Stated exercise> Every line below is to be copied exactly, with the pictures left out.

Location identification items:

-----

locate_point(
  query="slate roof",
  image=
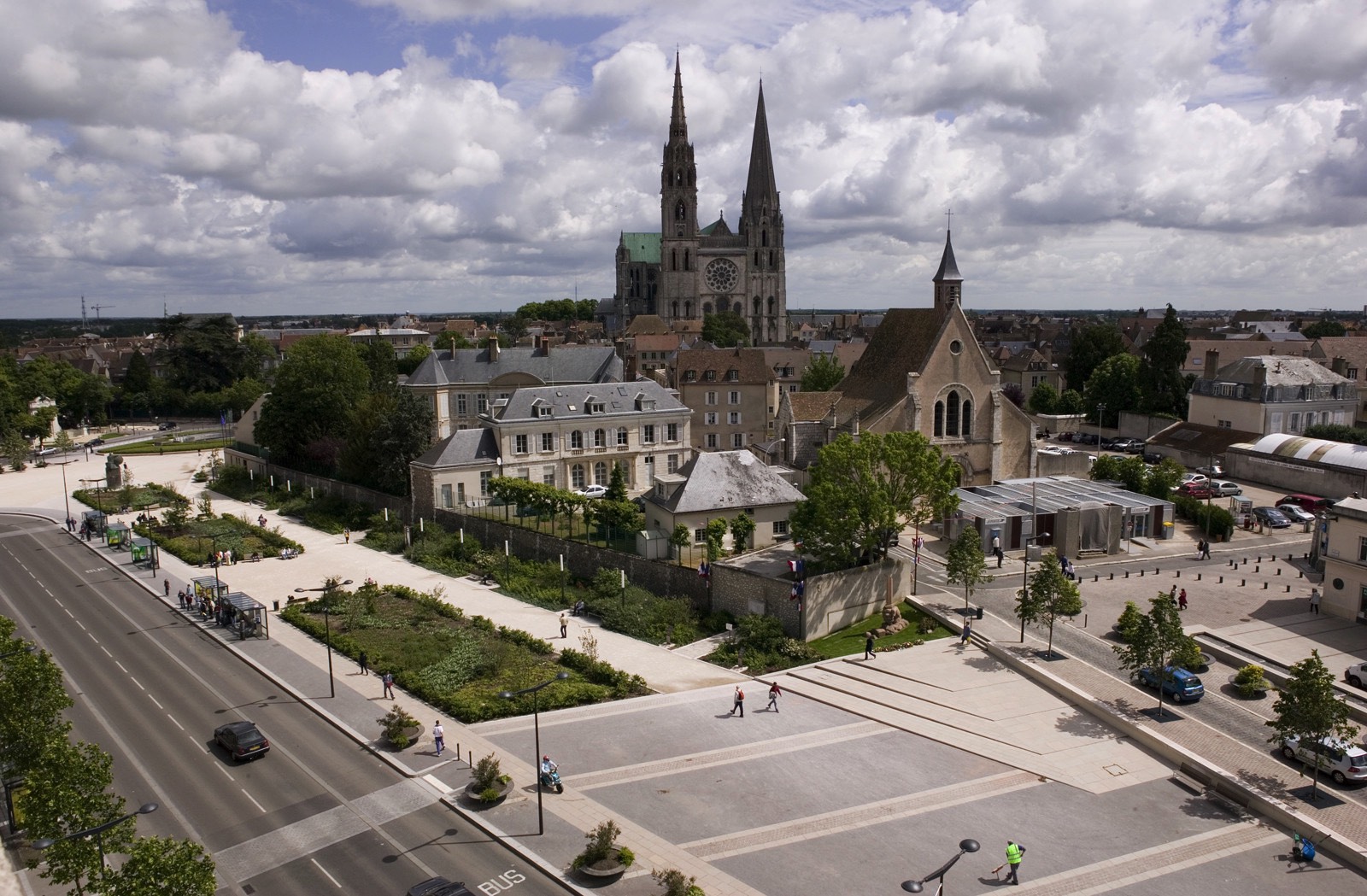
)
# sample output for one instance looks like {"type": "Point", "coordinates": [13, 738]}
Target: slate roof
{"type": "Point", "coordinates": [461, 448]}
{"type": "Point", "coordinates": [569, 401]}
{"type": "Point", "coordinates": [728, 480]}
{"type": "Point", "coordinates": [900, 346]}
{"type": "Point", "coordinates": [580, 364]}
{"type": "Point", "coordinates": [642, 248]}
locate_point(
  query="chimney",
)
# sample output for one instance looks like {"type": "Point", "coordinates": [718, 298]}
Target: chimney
{"type": "Point", "coordinates": [1212, 364]}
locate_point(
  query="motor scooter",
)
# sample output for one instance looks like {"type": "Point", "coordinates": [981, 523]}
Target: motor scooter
{"type": "Point", "coordinates": [551, 780]}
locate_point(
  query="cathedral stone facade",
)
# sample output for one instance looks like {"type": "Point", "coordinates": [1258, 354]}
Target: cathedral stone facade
{"type": "Point", "coordinates": [685, 272]}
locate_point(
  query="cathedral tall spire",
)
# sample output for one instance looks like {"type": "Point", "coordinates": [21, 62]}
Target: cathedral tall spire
{"type": "Point", "coordinates": [678, 123]}
{"type": "Point", "coordinates": [760, 187]}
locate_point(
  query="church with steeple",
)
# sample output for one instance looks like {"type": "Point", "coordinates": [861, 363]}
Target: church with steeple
{"type": "Point", "coordinates": [685, 272]}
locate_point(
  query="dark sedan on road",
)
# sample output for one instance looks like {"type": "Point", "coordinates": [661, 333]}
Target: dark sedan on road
{"type": "Point", "coordinates": [1270, 517]}
{"type": "Point", "coordinates": [243, 739]}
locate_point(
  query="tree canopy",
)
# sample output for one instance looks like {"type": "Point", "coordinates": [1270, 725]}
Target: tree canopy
{"type": "Point", "coordinates": [863, 490]}
{"type": "Point", "coordinates": [824, 373]}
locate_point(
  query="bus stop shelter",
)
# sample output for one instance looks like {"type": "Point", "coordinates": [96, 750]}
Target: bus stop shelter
{"type": "Point", "coordinates": [116, 535]}
{"type": "Point", "coordinates": [246, 616]}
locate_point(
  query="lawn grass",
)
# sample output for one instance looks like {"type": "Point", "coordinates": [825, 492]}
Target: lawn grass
{"type": "Point", "coordinates": [848, 641]}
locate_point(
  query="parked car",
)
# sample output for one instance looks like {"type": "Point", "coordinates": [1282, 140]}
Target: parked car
{"type": "Point", "coordinates": [439, 887]}
{"type": "Point", "coordinates": [243, 739]}
{"type": "Point", "coordinates": [1343, 761]}
{"type": "Point", "coordinates": [1177, 683]}
{"type": "Point", "coordinates": [1296, 514]}
{"type": "Point", "coordinates": [1195, 489]}
{"type": "Point", "coordinates": [1270, 517]}
{"type": "Point", "coordinates": [1307, 501]}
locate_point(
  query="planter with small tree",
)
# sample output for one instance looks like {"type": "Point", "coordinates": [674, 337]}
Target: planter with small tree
{"type": "Point", "coordinates": [601, 857]}
{"type": "Point", "coordinates": [489, 784]}
{"type": "Point", "coordinates": [400, 729]}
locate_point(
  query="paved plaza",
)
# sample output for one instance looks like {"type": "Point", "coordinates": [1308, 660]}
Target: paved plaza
{"type": "Point", "coordinates": [872, 770]}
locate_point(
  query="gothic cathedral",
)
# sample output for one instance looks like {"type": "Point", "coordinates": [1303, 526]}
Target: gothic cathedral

-----

Exercise solution>
locate_point(
  query="slate roof",
  image=
)
# sample output for one instance looks like {"type": "Point", "coordinates": [13, 738]}
Target: slate roof
{"type": "Point", "coordinates": [461, 448]}
{"type": "Point", "coordinates": [569, 401]}
{"type": "Point", "coordinates": [728, 480]}
{"type": "Point", "coordinates": [900, 346]}
{"type": "Point", "coordinates": [580, 364]}
{"type": "Point", "coordinates": [642, 248]}
locate_point(
  query="chimney",
)
# sample output for one instance looks like {"type": "Point", "coordinates": [718, 298]}
Target: chimney
{"type": "Point", "coordinates": [1212, 364]}
locate_point(
  query="motor scooter",
)
# sample output for one instance looks like {"type": "Point", "coordinates": [981, 523]}
Target: motor scooter
{"type": "Point", "coordinates": [551, 780]}
locate_point(
  query="cathedral stone facade",
)
# sample output for one instance looks like {"type": "Point", "coordinates": [1258, 354]}
Target: cathedral stone facade
{"type": "Point", "coordinates": [685, 272]}
locate_point(
  query="cathedral tall spire",
)
# sample output for one instance looks like {"type": "Point", "coordinates": [21, 62]}
Target: cathedral tall spire
{"type": "Point", "coordinates": [678, 123]}
{"type": "Point", "coordinates": [760, 187]}
locate_point(
  query="church with steeple",
)
# sample output for one instance looks like {"type": "Point", "coordinates": [861, 363]}
Target: church with steeple
{"type": "Point", "coordinates": [685, 272]}
locate_point(
  query="dark sedan on road",
)
# sample output for one instance looks like {"type": "Point", "coordinates": [661, 333]}
Target: dark sedan on road
{"type": "Point", "coordinates": [1270, 517]}
{"type": "Point", "coordinates": [243, 739]}
locate_point(
  query="tree canopy",
)
# sample output for one instance looks like {"type": "Point", "coordinates": [1270, 725]}
Target: tree canopy
{"type": "Point", "coordinates": [863, 490]}
{"type": "Point", "coordinates": [824, 373]}
locate_point(
  query="bus stop shelter",
)
# sample output for one instance looks like {"type": "Point", "coordinates": [96, 750]}
Target: bus stop shelter
{"type": "Point", "coordinates": [116, 535]}
{"type": "Point", "coordinates": [246, 616]}
locate_point(
  query="lawn grass",
)
# sample output for one instance looks like {"type": "Point", "coordinates": [825, 492]}
Target: lawn grass
{"type": "Point", "coordinates": [848, 641]}
locate_point(
  query="parked car",
)
# sample output for one instance looks like {"type": "Point", "coordinates": [1282, 140]}
Target: parked car
{"type": "Point", "coordinates": [439, 887]}
{"type": "Point", "coordinates": [243, 739]}
{"type": "Point", "coordinates": [1343, 761]}
{"type": "Point", "coordinates": [1177, 683]}
{"type": "Point", "coordinates": [1296, 514]}
{"type": "Point", "coordinates": [1195, 489]}
{"type": "Point", "coordinates": [1270, 517]}
{"type": "Point", "coordinates": [1307, 501]}
locate_point(
  query="planter with small tree",
)
# sample output for one instance looks like {"type": "Point", "coordinates": [674, 337]}
Target: planter with small tree
{"type": "Point", "coordinates": [601, 857]}
{"type": "Point", "coordinates": [489, 784]}
{"type": "Point", "coordinates": [400, 729]}
locate_point(
  query="paved plaza",
)
# sample output for one instance looks like {"type": "Point", "coordinates": [1308, 660]}
Target: paved plaza
{"type": "Point", "coordinates": [872, 770]}
locate_point(
  query="gothic cathedral",
)
# sample output for one instance looks like {"type": "Point", "coordinates": [1303, 526]}
Target: gothic cathedral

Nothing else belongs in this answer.